(Stored data entries)
§ §

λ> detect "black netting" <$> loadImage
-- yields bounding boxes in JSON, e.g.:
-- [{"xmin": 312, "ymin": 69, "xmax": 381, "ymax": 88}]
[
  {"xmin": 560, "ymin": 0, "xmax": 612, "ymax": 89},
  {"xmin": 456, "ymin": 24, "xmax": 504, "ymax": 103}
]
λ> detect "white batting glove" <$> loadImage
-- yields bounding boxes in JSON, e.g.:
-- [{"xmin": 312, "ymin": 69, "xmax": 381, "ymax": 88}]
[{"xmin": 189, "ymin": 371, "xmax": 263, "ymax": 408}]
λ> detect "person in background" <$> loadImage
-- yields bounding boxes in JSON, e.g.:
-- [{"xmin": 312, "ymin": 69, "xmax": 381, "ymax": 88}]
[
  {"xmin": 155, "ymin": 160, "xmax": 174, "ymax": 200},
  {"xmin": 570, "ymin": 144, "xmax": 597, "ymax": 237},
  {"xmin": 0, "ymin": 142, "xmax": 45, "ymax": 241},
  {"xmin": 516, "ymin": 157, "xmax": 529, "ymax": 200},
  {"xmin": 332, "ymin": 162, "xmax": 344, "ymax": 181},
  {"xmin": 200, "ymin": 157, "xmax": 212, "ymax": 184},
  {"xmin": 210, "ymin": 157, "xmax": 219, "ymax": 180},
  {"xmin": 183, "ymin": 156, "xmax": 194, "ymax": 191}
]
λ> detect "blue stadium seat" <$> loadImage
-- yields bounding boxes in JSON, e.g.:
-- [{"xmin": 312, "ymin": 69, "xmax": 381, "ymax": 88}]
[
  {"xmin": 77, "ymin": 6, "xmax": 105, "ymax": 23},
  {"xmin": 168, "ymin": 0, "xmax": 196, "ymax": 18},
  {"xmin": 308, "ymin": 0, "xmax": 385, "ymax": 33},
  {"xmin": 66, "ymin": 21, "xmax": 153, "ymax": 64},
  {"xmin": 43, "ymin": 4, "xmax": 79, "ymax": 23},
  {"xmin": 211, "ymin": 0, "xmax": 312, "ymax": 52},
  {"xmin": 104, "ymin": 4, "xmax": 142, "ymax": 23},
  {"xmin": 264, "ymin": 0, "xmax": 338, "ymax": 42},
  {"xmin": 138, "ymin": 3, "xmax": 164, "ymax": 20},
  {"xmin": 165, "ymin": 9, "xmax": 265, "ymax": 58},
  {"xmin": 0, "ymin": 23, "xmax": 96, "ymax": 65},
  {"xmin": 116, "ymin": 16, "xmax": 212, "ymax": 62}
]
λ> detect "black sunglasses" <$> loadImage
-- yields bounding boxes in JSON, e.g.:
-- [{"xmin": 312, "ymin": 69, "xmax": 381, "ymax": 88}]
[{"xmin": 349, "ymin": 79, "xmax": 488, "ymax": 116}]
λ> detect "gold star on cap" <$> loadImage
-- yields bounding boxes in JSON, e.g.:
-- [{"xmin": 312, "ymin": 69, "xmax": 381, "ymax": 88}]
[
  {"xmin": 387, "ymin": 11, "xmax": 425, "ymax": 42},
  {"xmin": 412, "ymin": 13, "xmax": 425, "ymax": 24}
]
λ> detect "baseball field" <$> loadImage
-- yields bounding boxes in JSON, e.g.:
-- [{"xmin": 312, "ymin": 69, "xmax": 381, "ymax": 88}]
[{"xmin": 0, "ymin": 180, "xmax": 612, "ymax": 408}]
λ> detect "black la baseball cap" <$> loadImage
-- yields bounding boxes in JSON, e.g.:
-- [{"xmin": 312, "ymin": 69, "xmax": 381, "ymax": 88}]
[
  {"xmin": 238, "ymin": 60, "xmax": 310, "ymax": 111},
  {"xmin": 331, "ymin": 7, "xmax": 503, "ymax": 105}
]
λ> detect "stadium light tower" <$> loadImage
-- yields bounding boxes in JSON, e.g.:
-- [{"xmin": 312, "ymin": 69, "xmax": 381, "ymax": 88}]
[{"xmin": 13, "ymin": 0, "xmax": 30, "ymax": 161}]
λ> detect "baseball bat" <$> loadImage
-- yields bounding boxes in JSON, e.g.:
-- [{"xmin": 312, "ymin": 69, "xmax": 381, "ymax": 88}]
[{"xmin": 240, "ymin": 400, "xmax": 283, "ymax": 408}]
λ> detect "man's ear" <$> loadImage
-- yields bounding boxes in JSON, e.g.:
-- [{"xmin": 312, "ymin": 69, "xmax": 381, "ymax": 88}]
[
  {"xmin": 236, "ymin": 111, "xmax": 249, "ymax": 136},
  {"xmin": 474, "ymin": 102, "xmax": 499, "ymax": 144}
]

§ §

Report only how many lines in the items above contain the string "baseball". The match is case-sensitive.

### [Response to this exercise]
3